» **Objective**
List every line of the rows below that contains the string "jersey".

» **Given information**

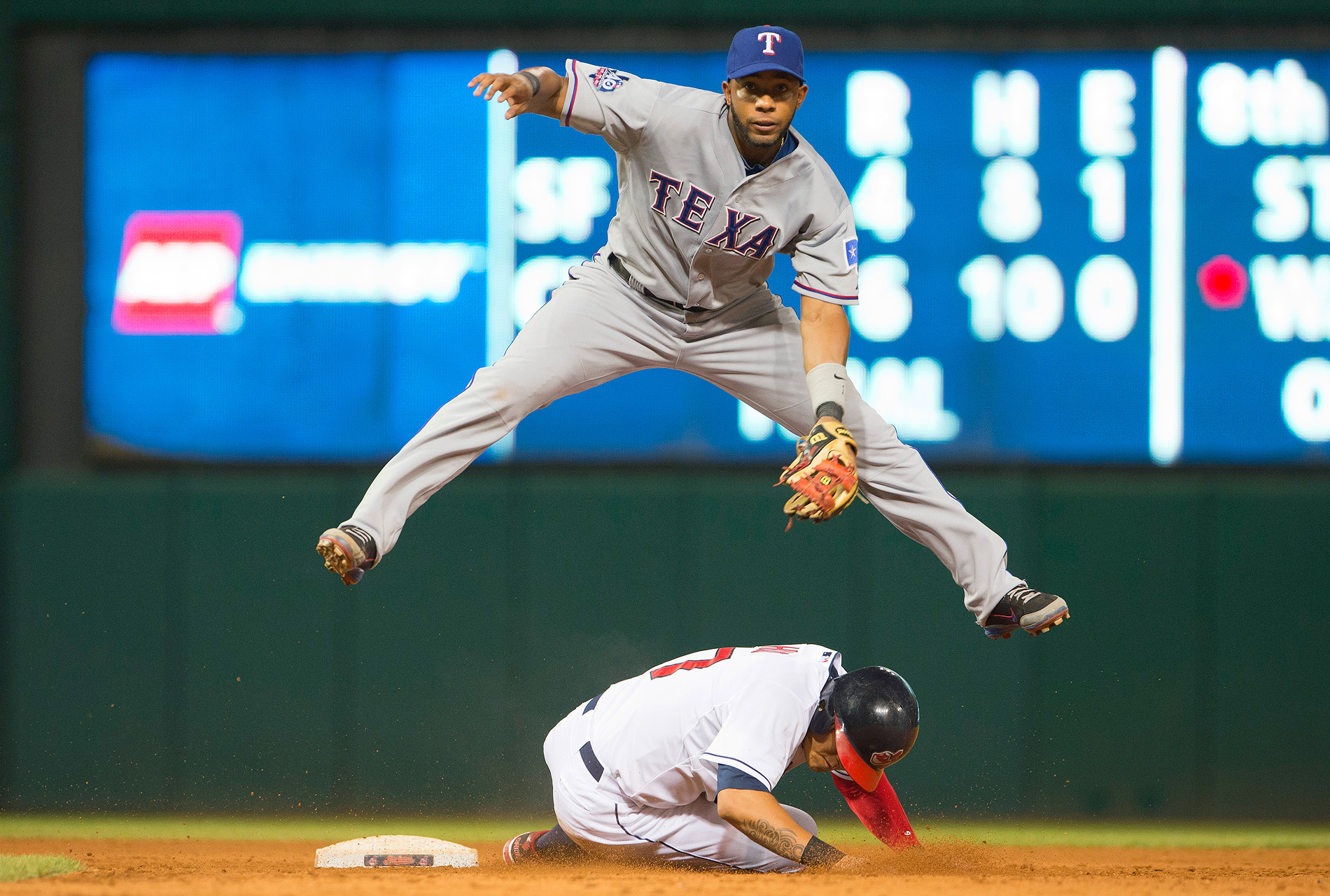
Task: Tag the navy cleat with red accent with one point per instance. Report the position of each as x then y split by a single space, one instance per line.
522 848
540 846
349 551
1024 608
...
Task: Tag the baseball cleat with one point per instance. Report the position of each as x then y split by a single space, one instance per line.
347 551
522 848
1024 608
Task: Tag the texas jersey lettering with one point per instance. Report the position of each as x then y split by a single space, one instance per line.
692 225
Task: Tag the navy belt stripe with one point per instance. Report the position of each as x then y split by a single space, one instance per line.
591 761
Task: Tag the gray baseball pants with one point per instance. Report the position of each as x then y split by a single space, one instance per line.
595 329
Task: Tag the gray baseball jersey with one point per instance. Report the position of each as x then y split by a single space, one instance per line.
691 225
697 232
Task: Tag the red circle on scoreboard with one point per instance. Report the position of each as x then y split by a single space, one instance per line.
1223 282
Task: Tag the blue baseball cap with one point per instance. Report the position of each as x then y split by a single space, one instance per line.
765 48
---
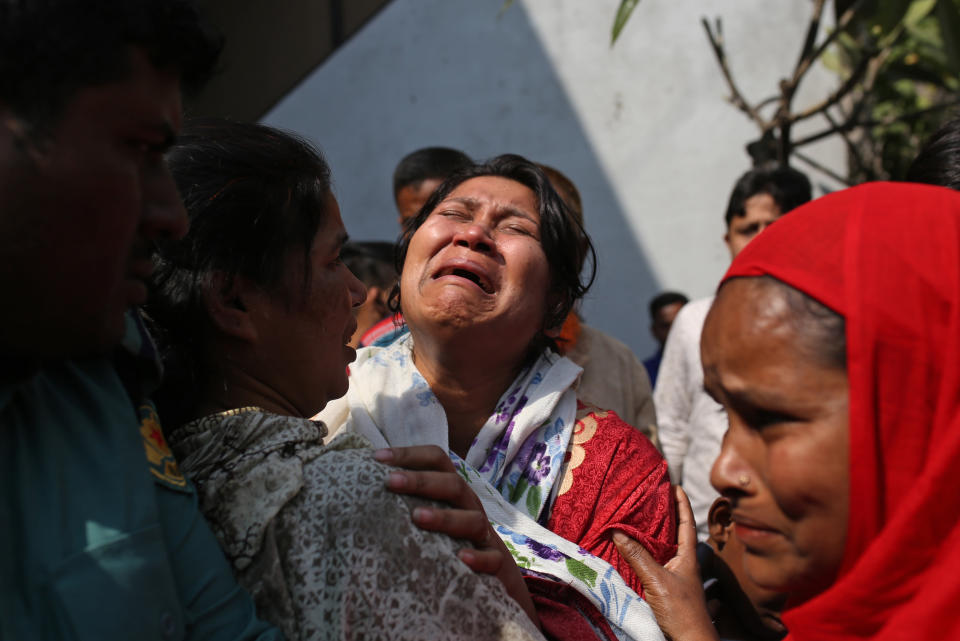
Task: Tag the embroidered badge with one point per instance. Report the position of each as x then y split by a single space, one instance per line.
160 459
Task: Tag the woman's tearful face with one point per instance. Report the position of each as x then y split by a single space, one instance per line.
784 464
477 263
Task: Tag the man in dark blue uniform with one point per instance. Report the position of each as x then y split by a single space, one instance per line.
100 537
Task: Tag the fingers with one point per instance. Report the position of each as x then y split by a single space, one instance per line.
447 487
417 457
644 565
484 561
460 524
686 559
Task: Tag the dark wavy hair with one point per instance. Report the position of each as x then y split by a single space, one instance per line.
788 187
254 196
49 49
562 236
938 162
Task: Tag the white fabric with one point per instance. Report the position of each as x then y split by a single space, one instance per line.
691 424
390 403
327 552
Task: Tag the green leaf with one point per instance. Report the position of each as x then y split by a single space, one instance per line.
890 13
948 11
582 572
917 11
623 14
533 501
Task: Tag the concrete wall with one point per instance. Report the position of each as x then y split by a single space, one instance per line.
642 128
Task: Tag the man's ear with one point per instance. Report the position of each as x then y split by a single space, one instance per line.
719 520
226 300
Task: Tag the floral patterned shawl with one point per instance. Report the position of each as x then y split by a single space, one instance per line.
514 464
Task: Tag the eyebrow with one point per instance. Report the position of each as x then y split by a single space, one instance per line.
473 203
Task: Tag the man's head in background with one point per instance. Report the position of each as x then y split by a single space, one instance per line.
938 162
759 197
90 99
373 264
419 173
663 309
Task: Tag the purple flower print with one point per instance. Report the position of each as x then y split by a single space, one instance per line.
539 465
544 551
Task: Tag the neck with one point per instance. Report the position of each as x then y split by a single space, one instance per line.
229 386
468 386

» **Full solution**
Task: Tag the texas jersey lettering with one point per instance. Report the position of each as x then y split by a single space, one instance per line.
Task: Tag the gray baseball jersey with one point per instance. Report the position of each as x then y split by a single space, one instance per line.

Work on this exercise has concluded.